▸ HALAMAN
▬▬▬▬▬▬▬▬▬▬

Rabu, 05 Desember 2012

Bupati Angkat Tangan Selesaikan Sengketa Lahan



PALANGKA RAYA
Pemerintah Provinsi Kalteng sudah menyurati para Bupati, untuk menyelesaikan sengketa lahan antara masyarakat dengan investor diwilayah masing-masing. Tetapi, Bupati angkat tangan alias tidak mampu menyelesaikannya.

Sekretaris Daerah (Sekda) Provinsi Kalteng Siun Jarias, mengatakan jumlah sengketa lahan antara investor dengan masyarakat sekitar 300 kasus lebih. Yang berhasil diselesaikan sekitar 10 persen saja.
“Sengeketa lahan paling banyak antara perusahaan besar kelapa sawit dengan masyarakat. Sedangkan, di sektor pertambangan sedikit,” kata Siun Jarias, wartawan di Ruang Kerjanya, Selasa (30/10).
Untuk menyelesaikan sengketa lahan lanjut Siun, Pemprov Kalteng sudah membentuk tim. Karena ada keterbatasan Pemprov Kalteng meminta bantuan kepapa Bupati untuk ikut terlibat dalam penyelesaian. Tetapi, Bupati sebagai kepala daerah tak mampu untuk menyelesaikkannya, sehingga sengketa lahan, dibiarkan begitu saja.
Sekda Kalteng itu menjelaskan, sebelum perusahaan besar kelapa sawit masuk ke Bumi Tambun Bungai, tidak pernah terjadi pemasalahan sengketa lahan. Tetapi, kondisi itu justru terbalik, semenjak investor masuk sengketa lahan marak terjadi.
Selain itu, investor selalu mengunakan kekuatan tertentu untuk mengintimidasi masrakat, sehingga tidak berdaya. Kondisi tersebut justru membuat masalah baru bahkan bisa mengakibatkan konflik yang tidak diinginkan.
Wakil Gubernur Kalteng Achmad Diran, mengatakan sengketa lahan di Bumi Tambun Bungai semakin meningkat, bahkan mengakibatkan kerugian tidak hanya harta, tetapi sudah memakan korban jiwa. Untuk itu, permasalahan sengketa lahan perlu menjadi perhatian serius.

▬▬▬▬▬▬▬▬▬▬

▸ TUGAS TERTULIS 1
Susun baris-baris entri sebagai tabel Markdown dengan kolom No dan Isi, mulai dari baris pertama entri dan berakhir pada baris yang memuat "333 79 L 343", kedua ujungnya termasuk. Nomori setiap baris dan lewati baris kosong.

Entri data yang diekstrak
▬▬▬▬▬▬▬▬▬▬

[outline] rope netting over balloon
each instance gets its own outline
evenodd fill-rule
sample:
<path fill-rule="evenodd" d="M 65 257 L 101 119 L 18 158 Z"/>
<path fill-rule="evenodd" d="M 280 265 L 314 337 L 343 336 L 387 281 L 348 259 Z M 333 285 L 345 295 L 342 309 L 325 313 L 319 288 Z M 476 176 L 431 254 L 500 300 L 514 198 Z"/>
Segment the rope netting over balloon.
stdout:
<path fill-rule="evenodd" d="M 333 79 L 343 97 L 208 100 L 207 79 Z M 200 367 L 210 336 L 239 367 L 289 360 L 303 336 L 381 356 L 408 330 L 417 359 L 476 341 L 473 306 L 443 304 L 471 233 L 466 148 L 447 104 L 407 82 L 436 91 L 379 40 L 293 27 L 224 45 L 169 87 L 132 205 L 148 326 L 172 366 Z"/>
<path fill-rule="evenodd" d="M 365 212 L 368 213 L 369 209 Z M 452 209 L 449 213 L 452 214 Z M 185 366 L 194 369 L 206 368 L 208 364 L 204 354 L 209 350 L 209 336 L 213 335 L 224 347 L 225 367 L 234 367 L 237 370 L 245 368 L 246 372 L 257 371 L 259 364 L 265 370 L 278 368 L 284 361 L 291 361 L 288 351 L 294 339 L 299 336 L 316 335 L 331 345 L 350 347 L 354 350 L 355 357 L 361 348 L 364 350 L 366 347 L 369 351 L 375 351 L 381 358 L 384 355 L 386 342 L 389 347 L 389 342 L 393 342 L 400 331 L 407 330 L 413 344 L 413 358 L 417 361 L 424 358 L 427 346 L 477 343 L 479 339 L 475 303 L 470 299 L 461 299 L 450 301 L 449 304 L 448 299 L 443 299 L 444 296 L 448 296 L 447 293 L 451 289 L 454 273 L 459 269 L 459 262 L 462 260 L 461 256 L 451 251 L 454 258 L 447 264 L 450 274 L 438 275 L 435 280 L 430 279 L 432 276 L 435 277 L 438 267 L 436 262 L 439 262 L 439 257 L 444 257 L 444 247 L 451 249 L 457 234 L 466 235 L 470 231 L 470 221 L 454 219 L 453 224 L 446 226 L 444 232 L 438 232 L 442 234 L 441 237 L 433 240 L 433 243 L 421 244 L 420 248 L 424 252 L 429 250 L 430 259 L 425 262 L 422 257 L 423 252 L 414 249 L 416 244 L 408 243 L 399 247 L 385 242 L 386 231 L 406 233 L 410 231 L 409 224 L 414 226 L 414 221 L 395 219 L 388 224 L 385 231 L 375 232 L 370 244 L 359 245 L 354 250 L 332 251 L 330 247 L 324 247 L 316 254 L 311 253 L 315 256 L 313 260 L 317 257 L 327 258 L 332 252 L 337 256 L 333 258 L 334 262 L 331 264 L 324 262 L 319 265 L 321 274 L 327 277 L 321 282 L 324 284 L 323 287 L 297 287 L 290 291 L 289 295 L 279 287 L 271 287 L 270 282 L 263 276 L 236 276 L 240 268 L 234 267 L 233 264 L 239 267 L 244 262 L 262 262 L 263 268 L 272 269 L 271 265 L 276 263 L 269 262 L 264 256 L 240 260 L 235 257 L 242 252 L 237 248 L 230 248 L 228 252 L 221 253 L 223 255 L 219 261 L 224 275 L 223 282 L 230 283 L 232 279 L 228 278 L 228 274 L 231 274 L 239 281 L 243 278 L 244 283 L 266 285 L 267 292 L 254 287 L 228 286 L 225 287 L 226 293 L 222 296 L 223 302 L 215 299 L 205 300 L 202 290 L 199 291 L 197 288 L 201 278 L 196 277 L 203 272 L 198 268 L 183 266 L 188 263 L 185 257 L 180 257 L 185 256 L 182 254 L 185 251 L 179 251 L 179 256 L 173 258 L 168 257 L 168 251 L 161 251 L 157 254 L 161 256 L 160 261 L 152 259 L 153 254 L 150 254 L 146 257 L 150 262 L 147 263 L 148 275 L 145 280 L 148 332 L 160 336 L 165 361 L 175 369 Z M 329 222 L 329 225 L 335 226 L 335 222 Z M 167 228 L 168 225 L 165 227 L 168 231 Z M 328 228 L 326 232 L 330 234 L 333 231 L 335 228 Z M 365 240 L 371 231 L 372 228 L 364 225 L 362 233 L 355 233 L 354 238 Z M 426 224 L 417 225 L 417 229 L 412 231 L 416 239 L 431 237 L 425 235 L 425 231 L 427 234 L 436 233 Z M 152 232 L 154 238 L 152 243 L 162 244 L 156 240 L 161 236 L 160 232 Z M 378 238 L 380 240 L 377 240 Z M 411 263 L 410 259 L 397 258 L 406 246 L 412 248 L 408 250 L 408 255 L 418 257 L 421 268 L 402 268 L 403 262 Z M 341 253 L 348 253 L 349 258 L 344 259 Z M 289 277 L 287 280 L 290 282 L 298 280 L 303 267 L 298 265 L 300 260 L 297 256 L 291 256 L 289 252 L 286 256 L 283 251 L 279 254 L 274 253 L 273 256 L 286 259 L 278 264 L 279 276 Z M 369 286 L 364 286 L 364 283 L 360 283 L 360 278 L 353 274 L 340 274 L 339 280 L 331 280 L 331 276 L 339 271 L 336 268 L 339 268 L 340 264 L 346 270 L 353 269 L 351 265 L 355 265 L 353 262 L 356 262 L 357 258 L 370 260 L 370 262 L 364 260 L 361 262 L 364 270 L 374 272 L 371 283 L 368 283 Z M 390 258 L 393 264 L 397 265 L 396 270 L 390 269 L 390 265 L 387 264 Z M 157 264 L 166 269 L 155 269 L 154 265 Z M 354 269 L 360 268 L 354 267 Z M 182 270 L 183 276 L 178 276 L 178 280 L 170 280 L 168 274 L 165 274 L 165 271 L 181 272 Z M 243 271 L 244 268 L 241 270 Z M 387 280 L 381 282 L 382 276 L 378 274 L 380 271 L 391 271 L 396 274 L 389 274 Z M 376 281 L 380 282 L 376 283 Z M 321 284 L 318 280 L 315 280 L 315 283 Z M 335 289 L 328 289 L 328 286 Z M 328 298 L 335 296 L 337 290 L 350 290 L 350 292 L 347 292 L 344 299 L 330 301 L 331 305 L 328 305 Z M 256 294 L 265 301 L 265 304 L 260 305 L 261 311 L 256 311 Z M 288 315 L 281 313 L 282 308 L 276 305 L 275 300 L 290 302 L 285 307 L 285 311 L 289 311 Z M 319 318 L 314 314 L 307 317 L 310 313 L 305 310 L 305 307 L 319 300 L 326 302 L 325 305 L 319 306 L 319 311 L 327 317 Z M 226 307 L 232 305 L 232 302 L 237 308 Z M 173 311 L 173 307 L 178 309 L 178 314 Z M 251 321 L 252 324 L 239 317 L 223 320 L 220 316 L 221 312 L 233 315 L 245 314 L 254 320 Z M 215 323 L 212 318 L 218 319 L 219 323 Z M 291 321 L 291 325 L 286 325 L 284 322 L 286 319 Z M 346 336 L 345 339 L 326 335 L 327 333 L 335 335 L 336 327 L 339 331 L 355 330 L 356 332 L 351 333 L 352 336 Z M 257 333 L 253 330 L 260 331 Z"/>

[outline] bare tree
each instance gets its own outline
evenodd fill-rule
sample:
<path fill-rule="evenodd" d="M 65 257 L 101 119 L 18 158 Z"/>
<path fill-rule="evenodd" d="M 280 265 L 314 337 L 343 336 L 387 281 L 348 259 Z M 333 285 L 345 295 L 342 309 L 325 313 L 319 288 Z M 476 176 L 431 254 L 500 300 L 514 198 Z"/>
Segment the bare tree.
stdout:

▬▬▬▬▬▬▬▬▬▬

▸ TUGAS TERTULIS 2
Menurut berita tentang sengketa lahan di Kalteng, berapa persen sengketa lahan yang berhasil diselesaikan?

▸ JAWABAN TUGAS 1
| No | Isi |
|---|---|
| 1 | [outline] rope netting over balloon |
| 2 | each instance gets its own outline |
| 3 | evenodd fill-rule |
| 4 | sample: |
| 5 | <path fill-rule="evenodd" d="M 65 257 L 101 119 L 18 158 Z"/> |
| 6 | <path fill-rule="evenodd" d="M 280 265 L 314 337 L 343 336 L 387 281 L 348 259 Z M 333 285 L 345 295 L 342 309 L 325 313 L 319 288 Z M 476 176 L 431 254 L 500 300 L 514 198 Z"/> |
| 7 | Segment the rope netting over balloon. |
| 8 | stdout: |
| 9 | <path fill-rule="evenodd" d="M 333 79 L 343 97 L 208 100 L 207 79 Z M 200 367 L 210 336 L 239 367 L 289 360 L 303 336 L 381 356 L 408 330 L 417 359 L 476 341 L 473 306 L 443 304 L 471 233 L 466 148 L 447 104 L 407 82 L 436 91 L 379 40 L 293 27 L 224 45 L 169 87 L 132 205 L 148 326 L 172 366 Z"/> |

▸ JAWABAN TUGAS 2
Sekitar 10 persen saja.